» **CHALLENGES**
**a.** In the review of Rubin's book, what fuel generates most of Denmark's non-renewable energy?
**b.** Pick up the review of Rubin's book after its final sentence and extend it by a paragraph or two in the same voice.

** Start PAGE EXTRACT **

Rubin remains at his best when he is talking about North American oil markets. I certainly never really understood the noise being made about the KXL Pipeline until I read this book. It is eye-opening. Rubin’s writing style seems to require him to wax lyrical about seemingly unrelated anecdotes that can go on for some pages before he reels his readership in to reveal the relevance of his topic. This can be effective but he repeats it too often, gets too rambling and even a little too obscure. We could probably have done without his mind-numbing ode to his passion for Ice Hockey.
Then Rubin is off travelling the world. It is always refreshing to see anyone from North America (yes, I know he is Canadian) actually going over-seas. Denmark appears to have made a really big impression on him. Their devotion to renewable energy is enviable but Rubin reveals their darker-side. Most of their non-renewable energy is generated from coal. Their low carbon footprint is largely a matter of sky-high prices and economic necessity.
“And its not like Danes are flooding foreign embassies on a desperate attempt to emigrate to places with cheap power. Surveys show Danes, who enjoy one of the highest standards of living in the world, are among the happiest people on earth. As could be expected, the amount of out-migration in Denmark is negligible.”

** End PAGE EXTRACT **
** Start STORED RECORDS **

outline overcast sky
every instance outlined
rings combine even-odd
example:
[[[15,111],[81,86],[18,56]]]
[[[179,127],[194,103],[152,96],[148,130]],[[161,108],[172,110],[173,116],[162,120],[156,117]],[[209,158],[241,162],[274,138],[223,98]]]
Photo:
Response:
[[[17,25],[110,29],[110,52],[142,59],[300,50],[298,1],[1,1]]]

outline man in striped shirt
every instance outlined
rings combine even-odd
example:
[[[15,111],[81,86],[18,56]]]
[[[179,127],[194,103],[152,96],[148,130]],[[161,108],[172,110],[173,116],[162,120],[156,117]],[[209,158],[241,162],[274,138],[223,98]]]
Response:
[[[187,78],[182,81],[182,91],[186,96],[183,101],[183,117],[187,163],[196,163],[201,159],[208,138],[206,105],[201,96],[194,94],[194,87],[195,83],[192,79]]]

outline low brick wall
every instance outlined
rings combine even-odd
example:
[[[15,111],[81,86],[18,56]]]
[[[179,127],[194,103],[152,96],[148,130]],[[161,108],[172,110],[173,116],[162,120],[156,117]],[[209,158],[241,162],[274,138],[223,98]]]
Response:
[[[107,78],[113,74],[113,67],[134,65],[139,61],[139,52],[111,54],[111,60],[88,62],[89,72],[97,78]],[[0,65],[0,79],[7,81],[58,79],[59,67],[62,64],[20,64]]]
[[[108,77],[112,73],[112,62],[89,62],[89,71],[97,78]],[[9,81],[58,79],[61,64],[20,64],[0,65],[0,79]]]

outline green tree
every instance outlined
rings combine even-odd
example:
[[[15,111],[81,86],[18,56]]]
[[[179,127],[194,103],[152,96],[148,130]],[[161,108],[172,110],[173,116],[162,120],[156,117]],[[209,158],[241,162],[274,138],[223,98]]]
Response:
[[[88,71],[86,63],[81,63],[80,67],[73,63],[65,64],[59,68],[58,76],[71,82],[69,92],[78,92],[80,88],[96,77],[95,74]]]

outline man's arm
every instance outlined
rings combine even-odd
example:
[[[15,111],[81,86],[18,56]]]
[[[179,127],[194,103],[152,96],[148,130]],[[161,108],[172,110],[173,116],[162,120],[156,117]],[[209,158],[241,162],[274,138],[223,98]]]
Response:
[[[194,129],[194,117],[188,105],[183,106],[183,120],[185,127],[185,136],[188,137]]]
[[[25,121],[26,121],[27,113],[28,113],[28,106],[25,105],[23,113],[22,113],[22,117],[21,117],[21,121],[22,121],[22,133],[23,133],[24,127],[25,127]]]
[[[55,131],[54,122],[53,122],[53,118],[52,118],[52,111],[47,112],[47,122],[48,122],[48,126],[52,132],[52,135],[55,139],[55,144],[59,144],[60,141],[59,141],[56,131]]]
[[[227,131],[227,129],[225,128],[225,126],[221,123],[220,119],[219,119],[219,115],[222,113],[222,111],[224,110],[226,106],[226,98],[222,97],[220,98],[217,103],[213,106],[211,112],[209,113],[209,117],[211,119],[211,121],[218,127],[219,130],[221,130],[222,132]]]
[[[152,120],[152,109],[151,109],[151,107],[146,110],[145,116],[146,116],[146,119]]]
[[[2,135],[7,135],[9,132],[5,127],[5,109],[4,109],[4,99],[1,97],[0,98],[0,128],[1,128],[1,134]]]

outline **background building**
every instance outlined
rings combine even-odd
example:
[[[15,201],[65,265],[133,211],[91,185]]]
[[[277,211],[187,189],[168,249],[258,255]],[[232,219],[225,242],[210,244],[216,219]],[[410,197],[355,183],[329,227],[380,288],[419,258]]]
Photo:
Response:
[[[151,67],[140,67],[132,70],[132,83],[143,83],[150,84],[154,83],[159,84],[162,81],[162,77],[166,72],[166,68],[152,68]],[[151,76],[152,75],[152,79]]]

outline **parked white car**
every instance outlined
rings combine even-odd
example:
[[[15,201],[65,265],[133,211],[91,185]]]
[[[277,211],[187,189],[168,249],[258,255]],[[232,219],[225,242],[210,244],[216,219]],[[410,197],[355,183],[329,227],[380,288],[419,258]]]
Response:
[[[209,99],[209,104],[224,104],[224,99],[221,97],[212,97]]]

** End STORED RECORDS **

» **RESULTS IN ORDER**
**a.** Coal.

**b.**
This is one of the healthiest lessons that anyone from North America can take back to their homeland. Cheap energy is not a right. It is a privilege… And do you know what? When that privilege ends it is not the end of the world. People outside of North America live with expensive fossil fuels and life goes on – and that is a GOOD life. Probably GOOD BECAUSE fossil fuel usage is restricted. There are many who believe the opposite. Indeed it is the popular myth of our times that more fossil fuels equal happiness and prosperity. They do not. The opposite has always been true. More than that the battle against fossil fuels is hard to win because a minority make their living from it – a good living that this minority wish to preserve and they are prepared to spend their wealth to maintain that status quo:
“As much Denmark is a living, breathing example of environmental success, it’s only fair to note that the battle against carbon emissions is easier there than it is elsewhere. Denmark has no significant hydrocarbon reserves of its own, which means its politicians don’t need to worry about appeasing a carbon-intensive energy sector. In the same spirit, the country also doesn’t have an auto sector to speak of. In Denmark, no one needs to worry about currying favour with the autoworkers to get re-elected.”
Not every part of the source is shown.